Return the lines below exactly, starting with the line that contains "If you could pin the chapel" and stopping after the last line.

* begin Entries shown *

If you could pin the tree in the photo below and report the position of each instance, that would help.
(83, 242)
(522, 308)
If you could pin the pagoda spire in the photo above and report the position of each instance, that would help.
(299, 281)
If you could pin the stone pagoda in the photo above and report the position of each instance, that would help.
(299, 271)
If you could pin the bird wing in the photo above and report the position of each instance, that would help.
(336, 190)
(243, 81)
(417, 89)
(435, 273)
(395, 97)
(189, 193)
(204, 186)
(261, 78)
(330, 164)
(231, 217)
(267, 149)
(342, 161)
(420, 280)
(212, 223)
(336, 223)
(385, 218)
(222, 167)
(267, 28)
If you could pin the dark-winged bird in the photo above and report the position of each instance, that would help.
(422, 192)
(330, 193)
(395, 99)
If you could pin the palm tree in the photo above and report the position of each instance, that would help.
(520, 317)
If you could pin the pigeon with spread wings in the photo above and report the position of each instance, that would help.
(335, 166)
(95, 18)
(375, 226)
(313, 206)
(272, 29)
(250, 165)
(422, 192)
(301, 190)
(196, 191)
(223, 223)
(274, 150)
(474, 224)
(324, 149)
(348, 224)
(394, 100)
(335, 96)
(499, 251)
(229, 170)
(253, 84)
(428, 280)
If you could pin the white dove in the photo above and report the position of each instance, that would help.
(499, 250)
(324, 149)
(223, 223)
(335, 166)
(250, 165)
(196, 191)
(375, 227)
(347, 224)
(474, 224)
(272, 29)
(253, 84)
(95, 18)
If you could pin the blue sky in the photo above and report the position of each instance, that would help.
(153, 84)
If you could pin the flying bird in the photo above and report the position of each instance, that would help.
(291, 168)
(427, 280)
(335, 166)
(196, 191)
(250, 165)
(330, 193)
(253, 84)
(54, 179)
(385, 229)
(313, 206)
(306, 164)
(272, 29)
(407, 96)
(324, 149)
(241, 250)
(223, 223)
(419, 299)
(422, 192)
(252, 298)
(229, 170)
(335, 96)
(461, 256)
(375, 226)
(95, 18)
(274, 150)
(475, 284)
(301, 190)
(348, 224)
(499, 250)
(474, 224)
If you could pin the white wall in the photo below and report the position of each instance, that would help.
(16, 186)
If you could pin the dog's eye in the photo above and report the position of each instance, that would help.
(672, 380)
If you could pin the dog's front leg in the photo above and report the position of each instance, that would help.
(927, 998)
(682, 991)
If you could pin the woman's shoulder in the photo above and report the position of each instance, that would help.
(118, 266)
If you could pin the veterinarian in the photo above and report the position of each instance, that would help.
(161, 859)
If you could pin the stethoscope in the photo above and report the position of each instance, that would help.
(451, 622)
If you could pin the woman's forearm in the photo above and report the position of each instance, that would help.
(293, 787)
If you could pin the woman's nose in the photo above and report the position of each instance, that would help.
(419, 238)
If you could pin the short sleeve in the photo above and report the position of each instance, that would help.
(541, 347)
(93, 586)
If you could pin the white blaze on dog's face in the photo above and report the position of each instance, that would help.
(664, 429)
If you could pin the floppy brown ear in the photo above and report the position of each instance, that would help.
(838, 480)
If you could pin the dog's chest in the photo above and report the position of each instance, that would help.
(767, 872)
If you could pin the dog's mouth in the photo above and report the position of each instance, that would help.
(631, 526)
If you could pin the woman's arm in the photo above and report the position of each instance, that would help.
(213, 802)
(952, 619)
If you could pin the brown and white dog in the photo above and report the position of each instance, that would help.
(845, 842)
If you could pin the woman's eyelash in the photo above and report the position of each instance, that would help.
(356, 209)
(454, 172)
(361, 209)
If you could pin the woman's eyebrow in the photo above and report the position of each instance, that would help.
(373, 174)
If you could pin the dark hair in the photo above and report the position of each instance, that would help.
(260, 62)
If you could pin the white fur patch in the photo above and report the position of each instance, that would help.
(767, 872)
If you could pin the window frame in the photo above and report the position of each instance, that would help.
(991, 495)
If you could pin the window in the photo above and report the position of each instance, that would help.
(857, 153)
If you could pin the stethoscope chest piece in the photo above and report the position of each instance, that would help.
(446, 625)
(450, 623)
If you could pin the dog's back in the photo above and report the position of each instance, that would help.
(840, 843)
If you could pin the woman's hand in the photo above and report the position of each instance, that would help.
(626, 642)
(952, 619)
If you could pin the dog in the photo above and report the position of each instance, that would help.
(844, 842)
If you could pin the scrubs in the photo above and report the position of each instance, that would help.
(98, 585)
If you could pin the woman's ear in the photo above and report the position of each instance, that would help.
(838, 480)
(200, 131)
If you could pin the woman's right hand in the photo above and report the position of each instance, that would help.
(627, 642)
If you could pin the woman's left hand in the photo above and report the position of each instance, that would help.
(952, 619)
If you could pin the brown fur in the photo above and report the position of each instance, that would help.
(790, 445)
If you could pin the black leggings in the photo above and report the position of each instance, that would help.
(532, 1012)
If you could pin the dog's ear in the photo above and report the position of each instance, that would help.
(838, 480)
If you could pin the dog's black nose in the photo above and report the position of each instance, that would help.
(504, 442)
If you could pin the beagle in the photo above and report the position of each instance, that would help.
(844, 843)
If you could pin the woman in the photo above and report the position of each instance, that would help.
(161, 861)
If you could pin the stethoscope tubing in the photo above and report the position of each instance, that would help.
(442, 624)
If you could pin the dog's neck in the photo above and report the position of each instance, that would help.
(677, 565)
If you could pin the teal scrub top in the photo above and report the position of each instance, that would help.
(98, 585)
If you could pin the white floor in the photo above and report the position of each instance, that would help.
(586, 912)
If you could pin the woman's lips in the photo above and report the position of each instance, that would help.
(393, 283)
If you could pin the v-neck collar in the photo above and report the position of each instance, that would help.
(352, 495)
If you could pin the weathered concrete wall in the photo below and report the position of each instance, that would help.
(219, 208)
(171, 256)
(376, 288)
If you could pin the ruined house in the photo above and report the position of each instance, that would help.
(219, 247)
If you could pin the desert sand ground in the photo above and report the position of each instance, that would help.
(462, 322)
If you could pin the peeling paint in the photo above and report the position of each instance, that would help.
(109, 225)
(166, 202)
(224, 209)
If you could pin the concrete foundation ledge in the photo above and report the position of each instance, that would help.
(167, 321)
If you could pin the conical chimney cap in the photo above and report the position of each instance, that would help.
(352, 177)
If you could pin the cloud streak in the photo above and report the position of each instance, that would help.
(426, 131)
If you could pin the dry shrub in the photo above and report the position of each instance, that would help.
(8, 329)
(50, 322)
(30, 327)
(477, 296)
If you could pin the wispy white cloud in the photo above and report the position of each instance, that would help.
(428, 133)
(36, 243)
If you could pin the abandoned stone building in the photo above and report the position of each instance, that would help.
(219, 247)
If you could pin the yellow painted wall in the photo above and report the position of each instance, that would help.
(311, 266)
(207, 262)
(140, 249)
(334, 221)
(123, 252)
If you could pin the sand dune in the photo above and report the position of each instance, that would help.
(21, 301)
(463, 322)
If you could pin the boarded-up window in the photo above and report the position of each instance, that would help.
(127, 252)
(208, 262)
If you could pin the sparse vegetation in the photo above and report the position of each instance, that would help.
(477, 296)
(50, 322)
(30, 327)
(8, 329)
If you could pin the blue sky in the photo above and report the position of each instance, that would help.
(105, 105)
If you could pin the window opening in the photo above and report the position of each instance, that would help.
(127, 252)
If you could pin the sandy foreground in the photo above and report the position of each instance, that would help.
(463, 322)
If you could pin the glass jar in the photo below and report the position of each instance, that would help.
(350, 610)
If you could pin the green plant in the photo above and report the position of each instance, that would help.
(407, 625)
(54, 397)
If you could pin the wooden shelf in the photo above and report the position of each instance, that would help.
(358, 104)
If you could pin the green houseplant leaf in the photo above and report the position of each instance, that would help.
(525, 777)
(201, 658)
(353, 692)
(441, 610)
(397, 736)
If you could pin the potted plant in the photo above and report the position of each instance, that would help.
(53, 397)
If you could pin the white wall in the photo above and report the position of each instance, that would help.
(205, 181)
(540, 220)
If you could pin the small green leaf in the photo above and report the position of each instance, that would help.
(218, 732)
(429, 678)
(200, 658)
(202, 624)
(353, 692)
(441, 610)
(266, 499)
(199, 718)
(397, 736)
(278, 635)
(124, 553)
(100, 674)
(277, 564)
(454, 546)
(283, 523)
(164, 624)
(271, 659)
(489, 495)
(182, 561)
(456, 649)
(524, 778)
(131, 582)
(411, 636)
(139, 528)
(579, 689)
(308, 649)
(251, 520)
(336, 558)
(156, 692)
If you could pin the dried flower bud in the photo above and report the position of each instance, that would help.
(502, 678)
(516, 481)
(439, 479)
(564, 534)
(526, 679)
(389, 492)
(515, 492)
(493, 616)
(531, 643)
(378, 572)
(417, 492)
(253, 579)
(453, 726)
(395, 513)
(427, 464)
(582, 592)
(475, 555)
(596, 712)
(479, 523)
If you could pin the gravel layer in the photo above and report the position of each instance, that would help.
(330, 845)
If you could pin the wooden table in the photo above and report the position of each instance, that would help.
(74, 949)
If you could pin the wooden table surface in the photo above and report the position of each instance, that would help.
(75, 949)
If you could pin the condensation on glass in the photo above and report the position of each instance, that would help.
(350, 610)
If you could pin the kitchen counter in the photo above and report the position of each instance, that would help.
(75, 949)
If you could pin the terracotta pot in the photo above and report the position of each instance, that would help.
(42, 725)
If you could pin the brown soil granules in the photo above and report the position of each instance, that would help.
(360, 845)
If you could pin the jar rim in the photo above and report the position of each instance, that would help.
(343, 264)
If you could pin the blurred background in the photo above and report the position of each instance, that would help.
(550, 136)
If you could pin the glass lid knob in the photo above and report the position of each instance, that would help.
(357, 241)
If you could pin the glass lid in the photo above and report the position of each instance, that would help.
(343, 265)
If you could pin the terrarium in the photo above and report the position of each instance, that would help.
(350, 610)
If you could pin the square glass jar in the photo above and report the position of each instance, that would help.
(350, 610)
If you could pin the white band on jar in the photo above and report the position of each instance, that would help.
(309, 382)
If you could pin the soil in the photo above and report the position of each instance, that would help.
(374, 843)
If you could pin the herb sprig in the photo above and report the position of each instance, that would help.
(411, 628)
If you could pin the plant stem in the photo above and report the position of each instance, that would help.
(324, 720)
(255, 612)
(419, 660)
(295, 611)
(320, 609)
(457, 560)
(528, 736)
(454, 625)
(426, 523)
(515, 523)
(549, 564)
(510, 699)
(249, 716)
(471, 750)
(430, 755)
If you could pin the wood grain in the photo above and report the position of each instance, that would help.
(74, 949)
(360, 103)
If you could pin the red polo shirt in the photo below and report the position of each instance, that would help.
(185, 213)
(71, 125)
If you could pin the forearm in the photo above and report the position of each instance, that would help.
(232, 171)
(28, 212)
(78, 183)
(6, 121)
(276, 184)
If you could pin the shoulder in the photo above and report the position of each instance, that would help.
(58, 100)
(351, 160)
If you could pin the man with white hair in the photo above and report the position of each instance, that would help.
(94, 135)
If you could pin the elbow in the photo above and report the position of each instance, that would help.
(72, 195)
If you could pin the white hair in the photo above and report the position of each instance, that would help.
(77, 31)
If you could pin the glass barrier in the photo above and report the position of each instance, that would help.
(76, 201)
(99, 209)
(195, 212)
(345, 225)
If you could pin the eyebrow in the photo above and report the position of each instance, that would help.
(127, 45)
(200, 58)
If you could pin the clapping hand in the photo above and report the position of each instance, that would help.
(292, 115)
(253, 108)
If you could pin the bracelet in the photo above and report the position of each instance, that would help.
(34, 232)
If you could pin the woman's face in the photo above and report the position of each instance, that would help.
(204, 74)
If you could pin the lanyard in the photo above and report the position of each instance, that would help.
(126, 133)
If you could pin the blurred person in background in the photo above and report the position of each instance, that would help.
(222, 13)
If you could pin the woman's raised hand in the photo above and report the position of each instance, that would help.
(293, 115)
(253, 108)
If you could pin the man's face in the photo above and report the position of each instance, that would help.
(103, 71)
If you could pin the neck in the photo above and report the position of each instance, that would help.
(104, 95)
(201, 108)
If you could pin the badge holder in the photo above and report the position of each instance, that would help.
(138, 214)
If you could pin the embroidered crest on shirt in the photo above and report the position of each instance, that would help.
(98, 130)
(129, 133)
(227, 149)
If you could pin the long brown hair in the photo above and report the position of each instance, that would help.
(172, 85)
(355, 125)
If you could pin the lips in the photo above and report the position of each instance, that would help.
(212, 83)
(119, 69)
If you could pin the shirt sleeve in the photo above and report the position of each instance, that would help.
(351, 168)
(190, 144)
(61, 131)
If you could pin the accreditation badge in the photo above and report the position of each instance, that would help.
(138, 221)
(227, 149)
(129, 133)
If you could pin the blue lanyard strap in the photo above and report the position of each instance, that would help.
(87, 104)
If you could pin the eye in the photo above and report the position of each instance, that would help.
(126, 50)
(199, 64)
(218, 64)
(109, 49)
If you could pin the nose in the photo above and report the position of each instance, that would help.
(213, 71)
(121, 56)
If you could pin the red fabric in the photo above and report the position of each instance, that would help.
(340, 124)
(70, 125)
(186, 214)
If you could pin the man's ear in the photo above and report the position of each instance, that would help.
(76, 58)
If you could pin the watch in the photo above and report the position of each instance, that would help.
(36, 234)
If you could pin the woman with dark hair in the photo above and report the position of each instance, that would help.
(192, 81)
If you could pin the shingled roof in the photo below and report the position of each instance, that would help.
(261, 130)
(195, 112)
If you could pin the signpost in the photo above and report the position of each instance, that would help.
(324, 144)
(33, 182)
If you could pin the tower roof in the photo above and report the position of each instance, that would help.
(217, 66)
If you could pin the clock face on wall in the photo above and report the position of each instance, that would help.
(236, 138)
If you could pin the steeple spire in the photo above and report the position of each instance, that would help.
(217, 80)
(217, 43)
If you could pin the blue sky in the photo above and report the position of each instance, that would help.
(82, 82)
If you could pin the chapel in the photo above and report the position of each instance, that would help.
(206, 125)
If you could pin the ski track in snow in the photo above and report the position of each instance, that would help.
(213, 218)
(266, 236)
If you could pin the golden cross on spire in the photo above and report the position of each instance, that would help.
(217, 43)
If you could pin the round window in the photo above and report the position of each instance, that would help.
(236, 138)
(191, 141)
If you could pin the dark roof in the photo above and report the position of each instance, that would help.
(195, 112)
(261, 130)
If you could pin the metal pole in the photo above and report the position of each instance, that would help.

* end Entries shown *

#### The solution:
If you could pin the chapel in the photo above and report the position of each instance, that would help.
(206, 125)
If you could pin the ski track in snow in the photo above and report the position of each instance, that would help.
(213, 218)
(266, 236)
If you could pin the golden cross on spire in the photo above and report the position of each instance, that would help.
(217, 43)
If you could pin the round window in the photo above and report the position of each instance, that would help.
(236, 138)
(191, 141)
If you could pin the dark roof in the photo above and report the position of each instance, that would help.
(195, 112)
(261, 130)
If you could pin the metal pole in the photo above and report the position of each instance, that would help.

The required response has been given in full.